→ **Task objective**:
Print the whole listing again exactly as it stands, leaving out any images.

=====

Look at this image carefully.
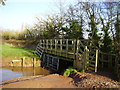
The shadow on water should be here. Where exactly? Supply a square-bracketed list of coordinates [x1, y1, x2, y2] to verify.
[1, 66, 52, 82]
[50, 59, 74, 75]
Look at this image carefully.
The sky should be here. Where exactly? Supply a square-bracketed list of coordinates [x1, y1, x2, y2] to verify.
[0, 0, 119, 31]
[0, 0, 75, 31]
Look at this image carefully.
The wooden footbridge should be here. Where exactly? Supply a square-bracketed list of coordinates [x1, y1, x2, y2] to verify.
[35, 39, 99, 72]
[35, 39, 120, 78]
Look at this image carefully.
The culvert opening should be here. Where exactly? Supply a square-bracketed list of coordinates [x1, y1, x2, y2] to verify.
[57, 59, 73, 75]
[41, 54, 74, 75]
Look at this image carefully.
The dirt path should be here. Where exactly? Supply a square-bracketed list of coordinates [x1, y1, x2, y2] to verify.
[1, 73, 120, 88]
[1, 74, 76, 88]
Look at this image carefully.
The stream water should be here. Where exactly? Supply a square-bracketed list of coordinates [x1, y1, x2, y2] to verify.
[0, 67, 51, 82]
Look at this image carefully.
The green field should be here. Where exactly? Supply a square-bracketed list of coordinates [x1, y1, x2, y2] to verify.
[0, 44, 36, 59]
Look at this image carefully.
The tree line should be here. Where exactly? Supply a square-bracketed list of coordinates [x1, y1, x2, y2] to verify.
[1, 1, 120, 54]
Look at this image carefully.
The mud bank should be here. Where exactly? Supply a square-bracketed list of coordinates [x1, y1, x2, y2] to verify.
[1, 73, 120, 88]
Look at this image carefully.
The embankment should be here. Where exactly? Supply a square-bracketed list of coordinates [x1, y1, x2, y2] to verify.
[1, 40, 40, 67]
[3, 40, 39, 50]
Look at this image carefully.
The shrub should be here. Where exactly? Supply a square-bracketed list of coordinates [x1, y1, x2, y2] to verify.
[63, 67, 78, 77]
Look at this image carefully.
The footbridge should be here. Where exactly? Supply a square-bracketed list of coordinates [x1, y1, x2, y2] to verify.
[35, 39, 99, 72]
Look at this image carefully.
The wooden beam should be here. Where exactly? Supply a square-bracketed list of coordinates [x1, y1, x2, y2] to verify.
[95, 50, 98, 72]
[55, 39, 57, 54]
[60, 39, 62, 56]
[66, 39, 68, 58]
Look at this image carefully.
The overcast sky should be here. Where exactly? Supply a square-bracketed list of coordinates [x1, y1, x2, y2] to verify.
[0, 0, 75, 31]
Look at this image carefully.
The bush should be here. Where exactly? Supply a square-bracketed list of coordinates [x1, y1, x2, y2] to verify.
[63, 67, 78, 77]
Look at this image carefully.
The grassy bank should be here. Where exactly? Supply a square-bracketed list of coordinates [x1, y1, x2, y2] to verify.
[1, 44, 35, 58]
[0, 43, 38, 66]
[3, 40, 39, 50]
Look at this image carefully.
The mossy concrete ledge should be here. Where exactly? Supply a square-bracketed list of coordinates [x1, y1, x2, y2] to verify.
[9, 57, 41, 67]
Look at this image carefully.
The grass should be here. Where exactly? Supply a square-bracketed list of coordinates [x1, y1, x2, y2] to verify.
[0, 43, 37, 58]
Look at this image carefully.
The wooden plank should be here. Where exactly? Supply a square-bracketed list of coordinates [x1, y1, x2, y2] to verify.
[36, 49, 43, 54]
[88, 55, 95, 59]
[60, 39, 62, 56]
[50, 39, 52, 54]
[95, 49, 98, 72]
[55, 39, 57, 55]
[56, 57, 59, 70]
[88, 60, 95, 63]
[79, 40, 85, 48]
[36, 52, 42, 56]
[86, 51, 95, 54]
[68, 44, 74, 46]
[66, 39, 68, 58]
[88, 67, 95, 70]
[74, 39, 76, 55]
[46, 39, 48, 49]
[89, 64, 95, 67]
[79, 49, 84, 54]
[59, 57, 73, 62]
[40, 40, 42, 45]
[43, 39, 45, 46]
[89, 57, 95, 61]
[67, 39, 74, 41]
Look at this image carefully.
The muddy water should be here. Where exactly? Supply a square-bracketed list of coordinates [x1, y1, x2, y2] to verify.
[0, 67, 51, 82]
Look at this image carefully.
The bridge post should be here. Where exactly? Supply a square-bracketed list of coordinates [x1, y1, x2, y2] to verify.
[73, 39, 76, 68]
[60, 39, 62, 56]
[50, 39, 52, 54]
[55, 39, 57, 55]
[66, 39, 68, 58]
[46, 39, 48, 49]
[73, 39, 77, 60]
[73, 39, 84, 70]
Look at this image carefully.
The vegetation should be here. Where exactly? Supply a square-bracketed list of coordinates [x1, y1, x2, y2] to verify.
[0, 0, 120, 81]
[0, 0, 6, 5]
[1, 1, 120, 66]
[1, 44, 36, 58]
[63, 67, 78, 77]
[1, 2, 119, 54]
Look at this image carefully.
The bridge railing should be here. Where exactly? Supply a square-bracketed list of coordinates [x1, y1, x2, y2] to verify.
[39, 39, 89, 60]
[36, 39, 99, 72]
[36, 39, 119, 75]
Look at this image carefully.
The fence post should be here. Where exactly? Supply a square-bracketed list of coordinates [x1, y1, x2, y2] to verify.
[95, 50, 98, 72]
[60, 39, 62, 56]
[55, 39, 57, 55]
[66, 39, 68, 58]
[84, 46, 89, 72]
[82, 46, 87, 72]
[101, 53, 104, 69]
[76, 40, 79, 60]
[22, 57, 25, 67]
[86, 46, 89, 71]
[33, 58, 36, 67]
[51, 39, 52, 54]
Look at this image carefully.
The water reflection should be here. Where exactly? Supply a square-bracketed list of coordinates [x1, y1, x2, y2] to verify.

=====

→ **Answer section**:
Look at this image carefully.
The shadow on water should be here. Where exactly? Supply a square-bracketed list of coordinates [x1, y1, x2, y2] to verify.
[1, 66, 52, 82]
[50, 59, 74, 75]
Look at this image carefully.
The sky should be here. Where exactly? Supply a square-bracketed list of coordinates [x1, y1, x2, y2] to verify.
[0, 0, 119, 31]
[0, 0, 75, 31]
Look at this image carefully.
The wooden footbridge should be here. Where exactly? Supply a square-bracketed list of coordinates [x1, y1, x2, y2] to verify.
[35, 39, 99, 72]
[35, 39, 120, 78]
Look at this image carefully.
The culvert opening should be here. Where exactly? Supply a square-bracketed list of coordinates [x1, y1, x2, y2] to verify.
[57, 59, 73, 75]
[41, 54, 74, 75]
Look at this image carefully.
The dirt path should be here. Where exactly? Supply a square-bracketed list of coordinates [x1, y1, x2, y2] to verify.
[1, 73, 120, 88]
[1, 74, 76, 88]
Look at this image carefully.
The stream water should be here. Where exactly? Supply a square-bracketed list of coordinates [x1, y1, x2, y2] to verify.
[0, 67, 51, 82]
Look at this image carefully.
The green field should be here. Where exactly? Supply a square-bracketed list of coordinates [x1, y1, x2, y2] to verify.
[0, 44, 36, 59]
Look at this image carefully.
The tree line should be here. Where exactly? Supply a square-bracketed list of coordinates [x1, y1, x2, y2] to verify.
[1, 1, 120, 54]
Look at this image carefully.
The mud bank should be here. Where exactly? Supply a square-bracketed list of coordinates [x1, y1, x2, y2] to verify.
[1, 73, 120, 88]
Look at this image carefully.
The embankment should be here. Where exactly? Supply a square-bracketed list of coordinates [x1, y1, x2, y2] to verify.
[1, 40, 40, 67]
[3, 40, 39, 50]
Look at this image carefully.
The shrub should be here. Where exactly? Supply a square-bracketed list of coordinates [x1, y1, x2, y2] to verify.
[63, 67, 78, 77]
Look at this image carefully.
The footbridge should be here. Where exactly? Supply a square-bracketed list of coordinates [x1, y1, x2, y2] to verify.
[35, 39, 99, 72]
Look at this image carefully.
The wooden beam should be here. Where exactly? Supply a square-bracketed list of coordinates [x1, y1, x2, y2] to verify.
[95, 50, 98, 72]
[55, 39, 57, 54]
[60, 39, 62, 56]
[66, 39, 68, 58]
Look at this image carefully.
The overcast sky should be here. Where exactly? Supply a square-bracketed list of coordinates [x1, y1, x2, y2] to verify.
[0, 0, 75, 31]
Look at this image carefully.
The bush should be here. Where exactly? Supply a square-bracketed list of coordinates [x1, y1, x2, y2] to verify.
[63, 67, 78, 77]
Look at this image carefully.
The grassy bank should be here. Where exactly? Supply a square-bracketed list of coordinates [x1, y1, x2, y2] to verify.
[1, 44, 35, 58]
[0, 43, 38, 66]
[3, 40, 39, 50]
Look at this image carefully.
The mossy concrete ledge should be here. Where exactly? Supply a square-bracketed list of coordinates [x1, y1, x2, y2] to verify.
[9, 57, 41, 67]
Look at this image carefully.
The grass should be here. Where exactly? Supply a square-bracketed list of coordinates [x1, y1, x2, y2] to verify.
[0, 43, 37, 58]
Look at this image carefully.
The wooden plank should be here. Where exactly? Supply a square-bracketed list of coordinates [x1, y1, x2, y2] to verify.
[36, 49, 43, 54]
[88, 55, 95, 59]
[60, 39, 62, 56]
[50, 39, 52, 54]
[95, 49, 98, 72]
[55, 39, 57, 55]
[56, 57, 59, 70]
[88, 60, 95, 63]
[79, 40, 85, 48]
[36, 52, 42, 56]
[86, 51, 95, 54]
[68, 44, 74, 46]
[66, 39, 68, 58]
[88, 67, 95, 70]
[74, 39, 76, 55]
[46, 39, 48, 49]
[89, 64, 95, 67]
[79, 49, 84, 54]
[59, 57, 73, 62]
[40, 40, 42, 45]
[43, 39, 45, 46]
[89, 57, 95, 61]
[67, 39, 74, 41]
Look at this image carefully.
The muddy water should be here. Where exactly? Supply a square-bracketed list of coordinates [x1, y1, x2, y2] to verify.
[0, 67, 51, 82]
Look at this image carefully.
The bridge post should be here. Where exactly? Supply a square-bracketed list of coordinates [x1, y1, x2, y2] to verify.
[73, 39, 76, 68]
[60, 39, 62, 56]
[50, 39, 52, 54]
[55, 39, 57, 55]
[66, 39, 68, 58]
[46, 39, 48, 49]
[73, 39, 77, 60]
[73, 39, 84, 70]
Look at this image carefully.
The vegetation should be here. Where exactly? Supply a square-bracketed list of coordinates [x1, y1, x2, y2] to verify.
[0, 0, 120, 81]
[0, 0, 6, 5]
[1, 1, 120, 66]
[1, 44, 36, 58]
[63, 67, 78, 77]
[1, 2, 119, 54]
Look at this image carefully.
The bridge railing should be here. Where exactly? Supply a square-bracketed list of coordinates [x1, y1, x2, y2] to verify.
[39, 39, 89, 60]
[36, 39, 99, 72]
[36, 39, 119, 75]
Look at this image carefully.
The fence post should be here. Where exactly? Supply a square-bracketed list of coordinates [x1, y1, x2, y2] to verify.
[95, 50, 98, 72]
[60, 39, 62, 56]
[55, 39, 57, 55]
[66, 39, 68, 58]
[84, 46, 89, 72]
[82, 46, 87, 72]
[101, 53, 104, 69]
[76, 40, 79, 60]
[22, 57, 25, 67]
[86, 46, 89, 71]
[33, 58, 36, 67]
[51, 39, 52, 54]
Look at this image carefully.
The water reflection should be here. Where exactly? Supply a square-bracketed list of coordinates [x1, y1, x2, y2] to verify.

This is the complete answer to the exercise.